- Short task 1:
In the editorial on performance art, rewrite the part that opens with the words containing "[Fall 2010]" and closes with "appropriations, and re-enactments.", putting "survey" in place of "retrospective".

- Source document:
((

[Fall 2010]
by Jacques Doyon
MoMA’s major retrospective of the work of Marina Abramović marks museum institutions’ full recognition of the field of performance. In a way, this exhibition is the logical outcome of a movement of reactualization of historic performances that has been underway for more than a decade and to which Abramowic has contributed significantly. Moreover, a number of shows in Montreal have been devoted to aspects of performance in recent years. It is in this context that we devote the main part of this issue to the status and interpretation of the documentation of different forms of updating of historic performances: exhibitions, remediatizations, appropriations, and re-enactments.

))

- Data records:
((

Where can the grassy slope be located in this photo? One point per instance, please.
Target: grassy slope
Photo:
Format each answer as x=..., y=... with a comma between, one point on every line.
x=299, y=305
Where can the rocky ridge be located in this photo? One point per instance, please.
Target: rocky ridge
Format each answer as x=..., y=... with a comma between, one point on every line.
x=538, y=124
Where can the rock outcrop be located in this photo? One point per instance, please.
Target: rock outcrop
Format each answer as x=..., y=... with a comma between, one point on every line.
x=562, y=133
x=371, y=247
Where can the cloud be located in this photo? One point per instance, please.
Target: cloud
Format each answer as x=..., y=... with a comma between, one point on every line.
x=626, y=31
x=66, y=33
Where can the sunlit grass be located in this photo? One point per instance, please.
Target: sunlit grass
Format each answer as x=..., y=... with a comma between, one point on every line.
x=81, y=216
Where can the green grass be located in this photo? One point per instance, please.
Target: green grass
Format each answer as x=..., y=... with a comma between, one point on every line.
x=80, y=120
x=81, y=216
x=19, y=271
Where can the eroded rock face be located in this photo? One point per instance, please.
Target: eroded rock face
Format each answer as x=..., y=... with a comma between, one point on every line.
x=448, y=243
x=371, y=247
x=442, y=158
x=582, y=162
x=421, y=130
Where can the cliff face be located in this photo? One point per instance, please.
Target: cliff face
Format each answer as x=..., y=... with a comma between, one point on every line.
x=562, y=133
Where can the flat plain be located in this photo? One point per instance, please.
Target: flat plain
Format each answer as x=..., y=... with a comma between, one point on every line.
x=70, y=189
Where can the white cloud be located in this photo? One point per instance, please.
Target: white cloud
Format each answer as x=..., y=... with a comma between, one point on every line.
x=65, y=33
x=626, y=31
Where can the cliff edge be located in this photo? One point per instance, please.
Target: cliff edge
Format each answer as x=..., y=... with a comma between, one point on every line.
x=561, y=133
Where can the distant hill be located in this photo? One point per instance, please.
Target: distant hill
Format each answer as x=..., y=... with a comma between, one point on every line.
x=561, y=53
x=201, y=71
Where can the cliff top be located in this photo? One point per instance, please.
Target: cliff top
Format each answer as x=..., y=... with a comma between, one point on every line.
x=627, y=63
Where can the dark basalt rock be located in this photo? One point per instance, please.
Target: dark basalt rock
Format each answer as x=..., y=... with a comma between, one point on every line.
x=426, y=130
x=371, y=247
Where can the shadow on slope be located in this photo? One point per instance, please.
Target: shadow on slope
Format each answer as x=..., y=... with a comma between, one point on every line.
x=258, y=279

))

- Short task 2:
Reproduce the rows above word for word, starting at their first line and ending with the line containing "x=70, y=189", both ends included.

- Task result 1:
[Fall 2010]
by Jacques Doyon
MoMA’s major survey of the work of Marina Abramović marks museum institutions’ full recognition of the field of performance. In a way, this exhibition is the logical outcome of a movement of reactualization of historic performances that has been underway for more than a decade and to which Abramowic has contributed significantly. Moreover, a number of shows in Montreal have been devoted to aspects of performance in recent years. It is in this context that we devote the main part of this issue to the status and interpretation of the documentation of different forms of updating of historic performances: exhibitions, remediatizations, appropriations, and re-enactments.

- Task result 2:
Where can the grassy slope be located in this photo? One point per instance, please.
Target: grassy slope
Photo:
Format each answer as x=..., y=... with a comma between, one point on every line.
x=299, y=305
Where can the rocky ridge be located in this photo? One point per instance, please.
Target: rocky ridge
Format each answer as x=..., y=... with a comma between, one point on every line.
x=538, y=124
Where can the rock outcrop be located in this photo? One point per instance, please.
Target: rock outcrop
Format each answer as x=..., y=... with a comma between, one point on every line.
x=562, y=133
x=371, y=247
Where can the cloud be located in this photo? One point per instance, please.
Target: cloud
Format each answer as x=..., y=... with a comma between, one point on every line.
x=626, y=31
x=66, y=33
Where can the sunlit grass be located in this photo? One point per instance, please.
Target: sunlit grass
Format each answer as x=..., y=... with a comma between, one point on every line.
x=81, y=216
Where can the green grass be located in this photo? One point per instance, please.
Target: green grass
Format each answer as x=..., y=... with a comma between, one point on every line.
x=80, y=120
x=81, y=216
x=19, y=271
Where can the eroded rock face be located in this photo? One point per instance, please.
Target: eroded rock face
Format each answer as x=..., y=... with a comma between, one point on every line.
x=448, y=243
x=371, y=247
x=442, y=158
x=582, y=162
x=421, y=130
Where can the cliff face be located in this photo? One point per instance, please.
Target: cliff face
Format each answer as x=..., y=... with a comma between, one point on every line.
x=562, y=133
Where can the flat plain be located in this photo? One point per instance, please.
Target: flat plain
Format each answer as x=..., y=... with a comma between, one point on every line.
x=70, y=189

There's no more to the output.